◆ **Task goal**
Check each line of the material below, and copy it if it holds the string "woman".

◆ **Exercise materials**

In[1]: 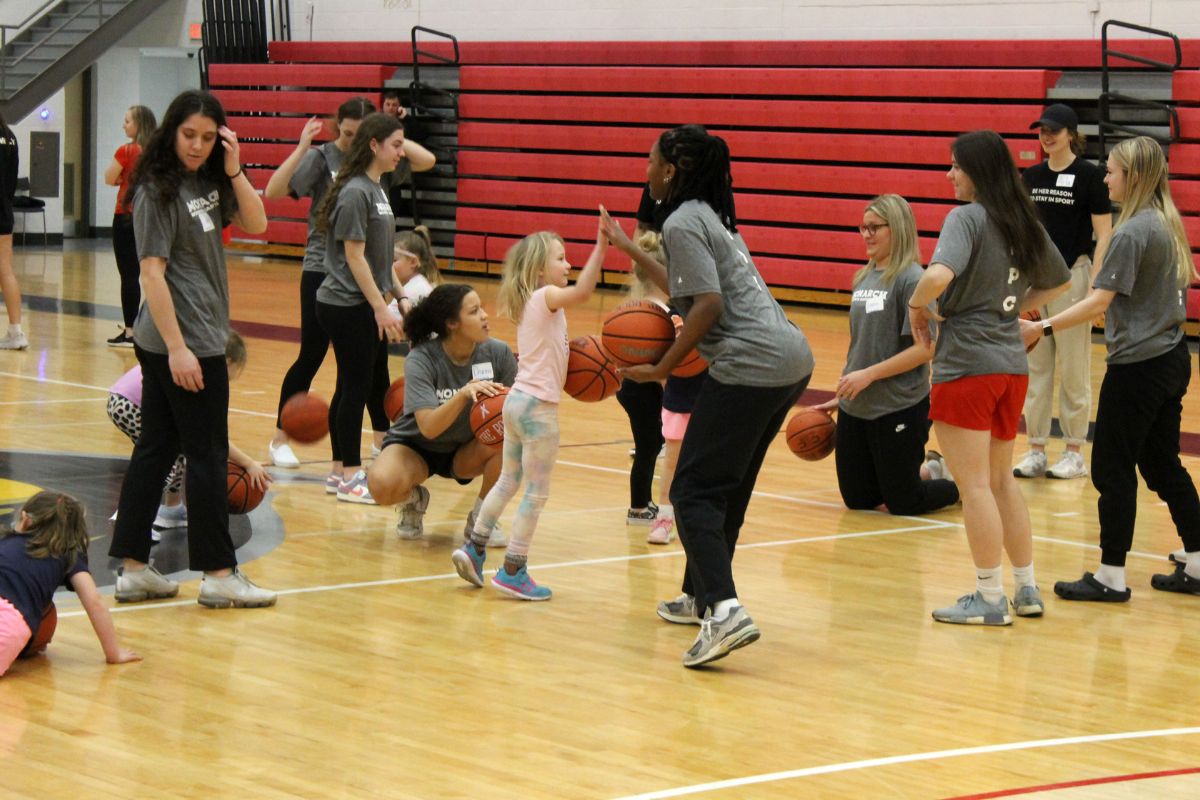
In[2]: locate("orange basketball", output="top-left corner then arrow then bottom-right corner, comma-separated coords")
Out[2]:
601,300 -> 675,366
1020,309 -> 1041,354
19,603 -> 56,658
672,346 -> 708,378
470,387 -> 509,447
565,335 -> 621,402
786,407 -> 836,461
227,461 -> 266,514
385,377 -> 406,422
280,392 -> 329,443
...
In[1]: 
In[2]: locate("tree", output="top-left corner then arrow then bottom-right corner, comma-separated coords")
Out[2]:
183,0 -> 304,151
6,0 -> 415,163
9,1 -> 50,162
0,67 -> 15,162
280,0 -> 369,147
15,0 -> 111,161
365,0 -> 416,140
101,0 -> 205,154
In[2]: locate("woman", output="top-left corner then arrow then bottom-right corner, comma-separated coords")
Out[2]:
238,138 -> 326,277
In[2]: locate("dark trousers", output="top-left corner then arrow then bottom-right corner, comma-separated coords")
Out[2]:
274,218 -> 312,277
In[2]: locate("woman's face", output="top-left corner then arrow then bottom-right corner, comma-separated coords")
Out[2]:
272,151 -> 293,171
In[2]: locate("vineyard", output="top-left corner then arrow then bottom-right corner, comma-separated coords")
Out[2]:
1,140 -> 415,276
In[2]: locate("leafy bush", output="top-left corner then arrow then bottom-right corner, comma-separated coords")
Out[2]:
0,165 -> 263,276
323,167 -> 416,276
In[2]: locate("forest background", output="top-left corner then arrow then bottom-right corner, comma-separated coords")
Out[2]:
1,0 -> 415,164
---
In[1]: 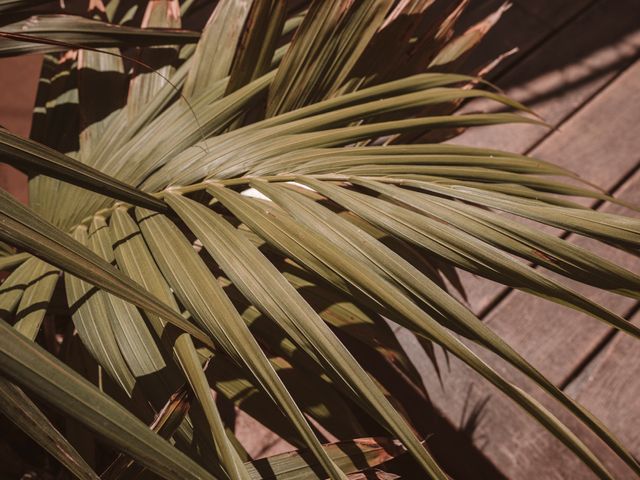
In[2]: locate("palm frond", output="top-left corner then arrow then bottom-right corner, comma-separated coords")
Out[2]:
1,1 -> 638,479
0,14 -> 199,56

◆ **Output below**
In[2]: locate("woman", output="top-left corner then arrow then bottom-right corner, comma-separated coords")
In[2]: locate("woman's face", output="top-left corner then arrow then bottom-right corner, comma-separated coords")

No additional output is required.